##### Document section

Bringing it all together, we can calculate the confidence intervals for the slope and intercept.

# Calculate the confidence interval
from scipy.stats import t

def confidence_interval_slope(x, residuals, confidence_level):
    # Calculate the standard error of the slope
    se = se_slope(x, residuals)

    # Calculate the critical t-value
    n_data_points = len(x)
    df = n_data_points - 2  # degrees of freedom
    alpha = 1 - confidence_level
    critical_t_value = t.ppf(1 - alpha/2, df)

    # Calculate the confidence interval
    return critical_t_value * se

# Calculate the 95% confidence interval for the slope
print(f"slope: {slope:.3f} +/- {confidence_interval_slope(concentration, residuals, 0.95):.3f}")
slope: 0.008 +/- 0.001

Now for the intercept.

# Calculate the confidence interval for the intercept
def confidence_interval_intercept(x, residuals, confidence_level):
    # Calculate the standard error of the intercept
    se = se_intercept(x, residuals)

    # Calculate the critical t-value
    n_data_points = len(x)
    df = n_data_points - 2  # degrees of freedom
    alpha = 1 - confidence_level
    critical_t_value = t.ppf(1 - alpha/2, df)

    # Calculate the confidence interval
    return critical_t_value * se

# Calculate the 95% confidence interval for the intercept
print(f"intercept: {intercept:.3f} +/- {confidence_interval_intercept(concentration, residuals, 0.95):.3f}")

##########
##### Supplied data

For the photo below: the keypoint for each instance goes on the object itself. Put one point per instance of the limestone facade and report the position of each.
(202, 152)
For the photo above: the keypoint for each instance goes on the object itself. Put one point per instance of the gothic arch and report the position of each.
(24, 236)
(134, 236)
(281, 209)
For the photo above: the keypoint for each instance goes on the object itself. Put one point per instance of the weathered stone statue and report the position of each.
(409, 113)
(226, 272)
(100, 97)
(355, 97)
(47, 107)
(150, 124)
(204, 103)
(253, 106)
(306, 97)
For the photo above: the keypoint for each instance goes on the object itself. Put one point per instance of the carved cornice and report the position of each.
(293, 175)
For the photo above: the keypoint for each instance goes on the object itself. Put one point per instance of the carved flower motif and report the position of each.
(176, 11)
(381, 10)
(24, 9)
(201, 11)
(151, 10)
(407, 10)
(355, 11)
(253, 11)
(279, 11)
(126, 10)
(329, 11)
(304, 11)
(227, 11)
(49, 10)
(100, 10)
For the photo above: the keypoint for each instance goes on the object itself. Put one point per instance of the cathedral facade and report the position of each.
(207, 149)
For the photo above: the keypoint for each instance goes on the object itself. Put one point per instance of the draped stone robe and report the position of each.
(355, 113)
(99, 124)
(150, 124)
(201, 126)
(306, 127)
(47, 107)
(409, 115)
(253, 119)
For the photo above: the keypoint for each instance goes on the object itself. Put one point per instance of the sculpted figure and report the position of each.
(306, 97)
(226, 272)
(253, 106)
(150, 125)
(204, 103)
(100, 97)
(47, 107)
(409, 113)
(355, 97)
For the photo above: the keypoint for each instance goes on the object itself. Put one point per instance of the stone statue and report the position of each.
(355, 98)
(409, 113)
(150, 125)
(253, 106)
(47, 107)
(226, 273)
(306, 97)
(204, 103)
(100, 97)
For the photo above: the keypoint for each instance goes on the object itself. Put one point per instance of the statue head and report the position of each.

##########

Write out the passage of the confidence interval text from "slope: 0.008 +/- 0.001" up to and including "se = se_intercept(x, residuals)". The material was drawn from a separate source.

slope: 0.008 +/- 0.001

Now for the intercept.

# Calculate the confidence interval for the intercept
def confidence_interval_intercept(x, residuals, confidence_level):
    # Calculate the standard error of the intercept
    se = se_intercept(x, residuals)